§ Work to be completed
Return every line in the listing below that contains the word "background".

§ Stored rows
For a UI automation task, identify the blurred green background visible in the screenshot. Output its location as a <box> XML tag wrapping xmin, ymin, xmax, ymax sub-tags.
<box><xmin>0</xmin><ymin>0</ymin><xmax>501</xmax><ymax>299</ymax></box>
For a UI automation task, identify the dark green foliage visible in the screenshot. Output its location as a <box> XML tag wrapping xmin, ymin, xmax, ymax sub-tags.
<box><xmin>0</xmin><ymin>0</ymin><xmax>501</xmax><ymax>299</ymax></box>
* * *
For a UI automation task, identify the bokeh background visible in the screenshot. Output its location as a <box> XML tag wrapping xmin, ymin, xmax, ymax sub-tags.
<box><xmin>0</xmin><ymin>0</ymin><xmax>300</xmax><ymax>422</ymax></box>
---
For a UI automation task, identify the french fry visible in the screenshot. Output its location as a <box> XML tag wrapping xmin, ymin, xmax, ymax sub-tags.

§ Written response
For a UI automation task, identify the blurred green background visible in the screenshot. Output its location as a <box> XML tag wrapping xmin, ymin, xmax, ymax sub-tags.
For a UI automation task, identify the bokeh background visible in the screenshot. Output its location as a <box> XML tag wrapping xmin, ymin, xmax, ymax sub-tags.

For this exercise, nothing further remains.